- WHAT YOU SHOULD DO:
Write out the records again with every "innermost point" changed to "most central point" and nothing else altered.

__________

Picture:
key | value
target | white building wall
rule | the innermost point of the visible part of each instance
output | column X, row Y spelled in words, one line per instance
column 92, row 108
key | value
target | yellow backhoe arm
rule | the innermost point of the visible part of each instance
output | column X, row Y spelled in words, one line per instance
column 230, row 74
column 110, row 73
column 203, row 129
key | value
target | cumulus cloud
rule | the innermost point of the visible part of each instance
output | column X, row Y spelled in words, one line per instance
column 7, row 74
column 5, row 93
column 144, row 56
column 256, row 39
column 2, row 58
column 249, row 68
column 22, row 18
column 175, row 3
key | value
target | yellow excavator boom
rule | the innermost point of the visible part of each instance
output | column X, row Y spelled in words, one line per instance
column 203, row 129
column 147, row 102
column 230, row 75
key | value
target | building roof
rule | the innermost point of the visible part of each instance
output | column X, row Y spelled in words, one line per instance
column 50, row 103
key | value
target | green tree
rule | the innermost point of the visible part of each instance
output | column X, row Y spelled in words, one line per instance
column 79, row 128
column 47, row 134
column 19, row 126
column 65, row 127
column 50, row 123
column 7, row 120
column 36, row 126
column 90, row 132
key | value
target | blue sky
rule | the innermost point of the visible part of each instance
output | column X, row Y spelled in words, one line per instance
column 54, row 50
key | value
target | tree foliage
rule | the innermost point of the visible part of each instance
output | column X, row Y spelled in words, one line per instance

__________

- OUTPUT:
Picture:
key | value
target | white building wall
rule | the most central point of the visible part of each instance
output | column X, row Y spelled in words, one line per instance
column 92, row 108
key | value
target | yellow backhoe arm
rule | the most central point of the visible part of each instance
output | column X, row Y spelled in words, one line per instance
column 230, row 74
column 110, row 73
column 203, row 129
key | value
target | cumulus cloud
rule | the most central point of the visible part of each instance
output | column X, row Y spelled in words, one line per instance
column 7, row 74
column 5, row 93
column 144, row 56
column 256, row 39
column 2, row 58
column 249, row 68
column 22, row 18
column 175, row 3
key | value
target | yellow excavator boom
rule | the most central point of the visible part of each instance
output | column X, row Y spelled in words, one line per instance
column 203, row 129
column 147, row 102
column 230, row 75
key | value
target | building roof
rule | the most central point of the visible part of each instance
output | column X, row Y spelled in words, one line per instance
column 50, row 103
key | value
target | green tree
rule | the most central point of the visible part of each instance
output | column X, row Y spelled in words, one line per instance
column 79, row 128
column 47, row 134
column 19, row 126
column 65, row 127
column 50, row 123
column 7, row 120
column 36, row 126
column 90, row 132
key | value
target | blue sky
rule | the most central point of the visible part of each instance
output | column X, row Y spelled in words, one line per instance
column 54, row 50
key | value
target | tree foliage
rule | the most central point of the visible part of each instance
output | column X, row Y spelled in words, one line per instance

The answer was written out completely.